** Opening Data in this exercise block **

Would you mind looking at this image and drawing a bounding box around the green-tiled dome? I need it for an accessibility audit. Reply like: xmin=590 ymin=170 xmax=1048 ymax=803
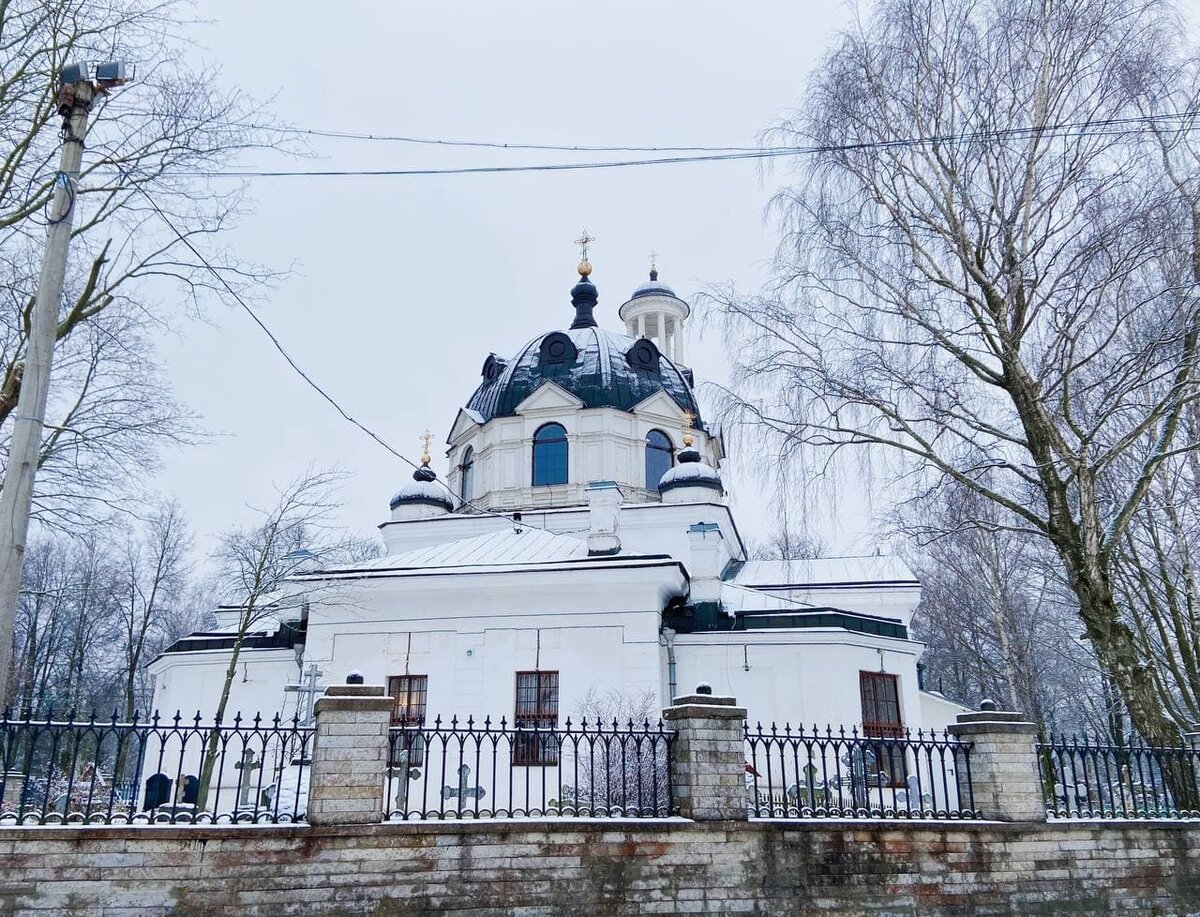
xmin=465 ymin=273 xmax=702 ymax=427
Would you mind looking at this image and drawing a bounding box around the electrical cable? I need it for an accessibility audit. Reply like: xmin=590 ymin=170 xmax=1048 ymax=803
xmin=149 ymin=110 xmax=1199 ymax=181
xmin=117 ymin=169 xmax=555 ymax=534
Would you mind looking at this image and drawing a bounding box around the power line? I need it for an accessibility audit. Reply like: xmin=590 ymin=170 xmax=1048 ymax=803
xmin=153 ymin=110 xmax=1199 ymax=181
xmin=118 ymin=170 xmax=551 ymax=534
xmin=275 ymin=125 xmax=763 ymax=154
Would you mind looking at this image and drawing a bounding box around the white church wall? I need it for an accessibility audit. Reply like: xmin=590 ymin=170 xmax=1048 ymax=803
xmin=672 ymin=631 xmax=926 ymax=732
xmin=441 ymin=401 xmax=721 ymax=514
xmin=149 ymin=648 xmax=299 ymax=721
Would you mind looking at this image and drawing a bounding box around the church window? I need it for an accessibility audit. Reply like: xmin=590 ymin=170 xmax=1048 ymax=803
xmin=860 ymin=671 xmax=905 ymax=786
xmin=513 ymin=670 xmax=559 ymax=766
xmin=645 ymin=429 xmax=674 ymax=488
xmin=388 ymin=674 xmax=428 ymax=767
xmin=532 ymin=423 xmax=568 ymax=486
xmin=538 ymin=332 xmax=577 ymax=366
xmin=460 ymin=447 xmax=475 ymax=503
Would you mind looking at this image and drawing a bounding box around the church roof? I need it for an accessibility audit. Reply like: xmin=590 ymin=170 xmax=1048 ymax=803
xmin=731 ymin=555 xmax=919 ymax=589
xmin=360 ymin=527 xmax=589 ymax=569
xmin=464 ymin=325 xmax=702 ymax=426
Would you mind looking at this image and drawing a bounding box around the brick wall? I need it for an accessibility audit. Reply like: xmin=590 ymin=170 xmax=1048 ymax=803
xmin=1 ymin=819 xmax=1198 ymax=915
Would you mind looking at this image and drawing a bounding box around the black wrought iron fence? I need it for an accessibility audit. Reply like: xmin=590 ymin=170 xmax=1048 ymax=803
xmin=1038 ymin=733 xmax=1200 ymax=819
xmin=744 ymin=723 xmax=978 ymax=819
xmin=0 ymin=709 xmax=314 ymax=825
xmin=385 ymin=716 xmax=675 ymax=819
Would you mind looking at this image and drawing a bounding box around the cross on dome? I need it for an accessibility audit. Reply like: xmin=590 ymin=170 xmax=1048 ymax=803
xmin=419 ymin=429 xmax=434 ymax=465
xmin=575 ymin=230 xmax=595 ymax=278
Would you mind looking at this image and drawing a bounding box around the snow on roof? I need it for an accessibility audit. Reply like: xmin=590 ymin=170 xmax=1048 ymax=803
xmin=339 ymin=526 xmax=592 ymax=570
xmin=732 ymin=555 xmax=918 ymax=588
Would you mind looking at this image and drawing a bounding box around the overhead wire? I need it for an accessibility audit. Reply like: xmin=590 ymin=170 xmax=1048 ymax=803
xmin=150 ymin=110 xmax=1200 ymax=180
xmin=117 ymin=169 xmax=553 ymax=534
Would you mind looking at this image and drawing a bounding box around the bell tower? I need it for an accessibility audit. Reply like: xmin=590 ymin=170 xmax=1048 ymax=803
xmin=618 ymin=257 xmax=690 ymax=363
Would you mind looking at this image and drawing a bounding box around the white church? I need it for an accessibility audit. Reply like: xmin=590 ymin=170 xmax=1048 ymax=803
xmin=148 ymin=255 xmax=964 ymax=749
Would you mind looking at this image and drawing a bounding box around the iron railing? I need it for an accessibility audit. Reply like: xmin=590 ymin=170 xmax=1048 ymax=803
xmin=0 ymin=709 xmax=313 ymax=825
xmin=1038 ymin=733 xmax=1200 ymax=819
xmin=385 ymin=716 xmax=675 ymax=819
xmin=744 ymin=723 xmax=978 ymax=819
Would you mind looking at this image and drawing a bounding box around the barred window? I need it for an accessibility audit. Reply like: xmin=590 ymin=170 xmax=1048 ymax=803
xmin=388 ymin=674 xmax=428 ymax=767
xmin=860 ymin=671 xmax=905 ymax=786
xmin=514 ymin=670 xmax=559 ymax=766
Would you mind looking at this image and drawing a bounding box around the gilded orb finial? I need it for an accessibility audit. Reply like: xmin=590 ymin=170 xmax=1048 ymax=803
xmin=681 ymin=410 xmax=696 ymax=447
xmin=419 ymin=429 xmax=433 ymax=466
xmin=575 ymin=229 xmax=595 ymax=277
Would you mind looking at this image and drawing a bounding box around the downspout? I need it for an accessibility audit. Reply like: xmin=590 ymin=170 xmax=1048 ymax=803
xmin=660 ymin=626 xmax=678 ymax=702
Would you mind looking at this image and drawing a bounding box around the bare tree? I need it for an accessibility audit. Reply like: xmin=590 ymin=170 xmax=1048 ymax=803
xmin=116 ymin=500 xmax=189 ymax=719
xmin=710 ymin=0 xmax=1200 ymax=745
xmin=904 ymin=485 xmax=1112 ymax=734
xmin=0 ymin=0 xmax=283 ymax=523
xmin=197 ymin=470 xmax=345 ymax=807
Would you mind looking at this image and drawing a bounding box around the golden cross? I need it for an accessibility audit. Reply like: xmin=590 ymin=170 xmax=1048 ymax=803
xmin=649 ymin=250 xmax=659 ymax=273
xmin=419 ymin=429 xmax=433 ymax=462
xmin=681 ymin=410 xmax=696 ymax=446
xmin=575 ymin=230 xmax=595 ymax=262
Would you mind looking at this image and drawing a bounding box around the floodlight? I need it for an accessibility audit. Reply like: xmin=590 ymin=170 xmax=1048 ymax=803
xmin=58 ymin=62 xmax=93 ymax=86
xmin=95 ymin=61 xmax=129 ymax=83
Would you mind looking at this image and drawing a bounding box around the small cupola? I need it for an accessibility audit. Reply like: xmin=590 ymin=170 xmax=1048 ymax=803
xmin=570 ymin=235 xmax=599 ymax=329
xmin=390 ymin=433 xmax=454 ymax=521
xmin=659 ymin=425 xmax=723 ymax=502
xmin=618 ymin=257 xmax=691 ymax=363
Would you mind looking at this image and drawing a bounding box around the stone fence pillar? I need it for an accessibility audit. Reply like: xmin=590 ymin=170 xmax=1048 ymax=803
xmin=308 ymin=683 xmax=392 ymax=826
xmin=948 ymin=702 xmax=1044 ymax=822
xmin=663 ymin=688 xmax=748 ymax=821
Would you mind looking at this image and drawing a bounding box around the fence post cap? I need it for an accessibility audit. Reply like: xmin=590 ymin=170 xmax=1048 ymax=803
xmin=322 ymin=684 xmax=385 ymax=698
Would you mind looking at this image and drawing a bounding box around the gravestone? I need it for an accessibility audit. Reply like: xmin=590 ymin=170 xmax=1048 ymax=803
xmin=235 ymin=749 xmax=261 ymax=807
xmin=442 ymin=764 xmax=486 ymax=810
xmin=143 ymin=773 xmax=172 ymax=810
xmin=180 ymin=775 xmax=199 ymax=805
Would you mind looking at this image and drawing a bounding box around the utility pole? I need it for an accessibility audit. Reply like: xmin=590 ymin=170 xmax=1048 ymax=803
xmin=0 ymin=64 xmax=126 ymax=700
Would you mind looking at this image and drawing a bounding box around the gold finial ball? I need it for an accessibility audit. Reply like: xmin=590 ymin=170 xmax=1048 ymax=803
xmin=683 ymin=432 xmax=695 ymax=447
xmin=420 ymin=452 xmax=431 ymax=466
xmin=577 ymin=259 xmax=593 ymax=277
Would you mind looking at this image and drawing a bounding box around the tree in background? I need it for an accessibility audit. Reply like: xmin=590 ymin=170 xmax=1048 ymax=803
xmin=711 ymin=0 xmax=1200 ymax=744
xmin=116 ymin=500 xmax=190 ymax=719
xmin=0 ymin=0 xmax=282 ymax=525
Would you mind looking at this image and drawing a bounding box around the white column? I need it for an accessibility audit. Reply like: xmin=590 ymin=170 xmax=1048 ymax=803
xmin=637 ymin=314 xmax=645 ymax=339
xmin=675 ymin=320 xmax=685 ymax=363
xmin=656 ymin=312 xmax=667 ymax=353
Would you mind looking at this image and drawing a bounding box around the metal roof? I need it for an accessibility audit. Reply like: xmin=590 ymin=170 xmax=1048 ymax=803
xmin=341 ymin=527 xmax=590 ymax=570
xmin=731 ymin=555 xmax=919 ymax=588
xmin=464 ymin=326 xmax=702 ymax=426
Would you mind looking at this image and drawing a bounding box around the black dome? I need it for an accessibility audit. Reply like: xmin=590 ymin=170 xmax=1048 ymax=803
xmin=465 ymin=326 xmax=703 ymax=426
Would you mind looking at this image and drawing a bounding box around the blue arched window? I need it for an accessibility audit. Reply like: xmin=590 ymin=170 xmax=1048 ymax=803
xmin=646 ymin=429 xmax=674 ymax=488
xmin=460 ymin=446 xmax=475 ymax=503
xmin=532 ymin=423 xmax=568 ymax=486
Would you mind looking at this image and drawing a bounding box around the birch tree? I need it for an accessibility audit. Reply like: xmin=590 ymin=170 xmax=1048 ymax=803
xmin=711 ymin=0 xmax=1200 ymax=744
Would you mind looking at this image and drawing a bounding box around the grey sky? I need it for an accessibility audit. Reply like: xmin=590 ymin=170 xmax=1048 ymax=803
xmin=147 ymin=1 xmax=877 ymax=559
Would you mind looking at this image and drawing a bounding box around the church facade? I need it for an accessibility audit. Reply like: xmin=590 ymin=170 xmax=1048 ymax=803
xmin=148 ymin=256 xmax=964 ymax=753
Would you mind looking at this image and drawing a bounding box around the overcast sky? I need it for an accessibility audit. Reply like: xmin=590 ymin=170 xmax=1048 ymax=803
xmin=144 ymin=1 xmax=880 ymax=560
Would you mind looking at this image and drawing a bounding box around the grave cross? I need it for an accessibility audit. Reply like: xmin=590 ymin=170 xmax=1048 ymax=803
xmin=441 ymin=764 xmax=486 ymax=810
xmin=284 ymin=664 xmax=327 ymax=726
xmin=234 ymin=748 xmax=261 ymax=806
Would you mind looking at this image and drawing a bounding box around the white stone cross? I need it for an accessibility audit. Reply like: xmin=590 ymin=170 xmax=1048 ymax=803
xmin=234 ymin=748 xmax=261 ymax=806
xmin=442 ymin=764 xmax=486 ymax=809
xmin=284 ymin=664 xmax=327 ymax=726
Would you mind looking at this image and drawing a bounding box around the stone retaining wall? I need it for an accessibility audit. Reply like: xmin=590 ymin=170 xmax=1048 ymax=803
xmin=1 ymin=819 xmax=1198 ymax=916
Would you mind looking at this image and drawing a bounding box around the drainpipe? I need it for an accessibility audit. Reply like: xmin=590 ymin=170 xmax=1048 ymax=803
xmin=660 ymin=626 xmax=678 ymax=702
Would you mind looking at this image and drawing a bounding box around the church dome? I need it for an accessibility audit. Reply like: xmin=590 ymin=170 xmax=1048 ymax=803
xmin=390 ymin=463 xmax=453 ymax=512
xmin=658 ymin=445 xmax=722 ymax=495
xmin=464 ymin=271 xmax=703 ymax=427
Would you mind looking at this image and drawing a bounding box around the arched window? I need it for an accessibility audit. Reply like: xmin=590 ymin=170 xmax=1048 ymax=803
xmin=460 ymin=446 xmax=475 ymax=503
xmin=645 ymin=430 xmax=674 ymax=488
xmin=532 ymin=423 xmax=568 ymax=486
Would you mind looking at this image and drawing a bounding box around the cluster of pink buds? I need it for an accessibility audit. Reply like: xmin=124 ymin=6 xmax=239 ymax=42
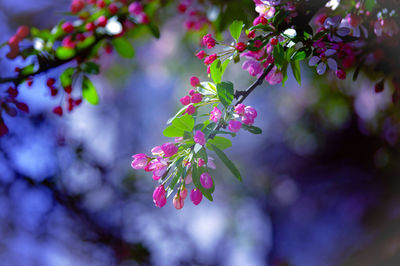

** Closing Data in this exercise block **

Problem statement => Please repeat the lines above from the line containing "around the arched" through the final line, both included, exactly as they stand and without pictures.

Exercise result =>
Would you mind looking at this image and drawing a bounding box around the arched window? I need it for an accessibility audit. Reply like: xmin=590 ymin=170 xmax=1048 ymax=803
xmin=460 ymin=446 xmax=475 ymax=503
xmin=645 ymin=430 xmax=674 ymax=488
xmin=532 ymin=423 xmax=568 ymax=486
Would you mind looking at this image and drawing a bounding box around the cluster of pink buds? I need it for an accessibility audit. Reply like: xmin=124 ymin=6 xmax=239 ymax=42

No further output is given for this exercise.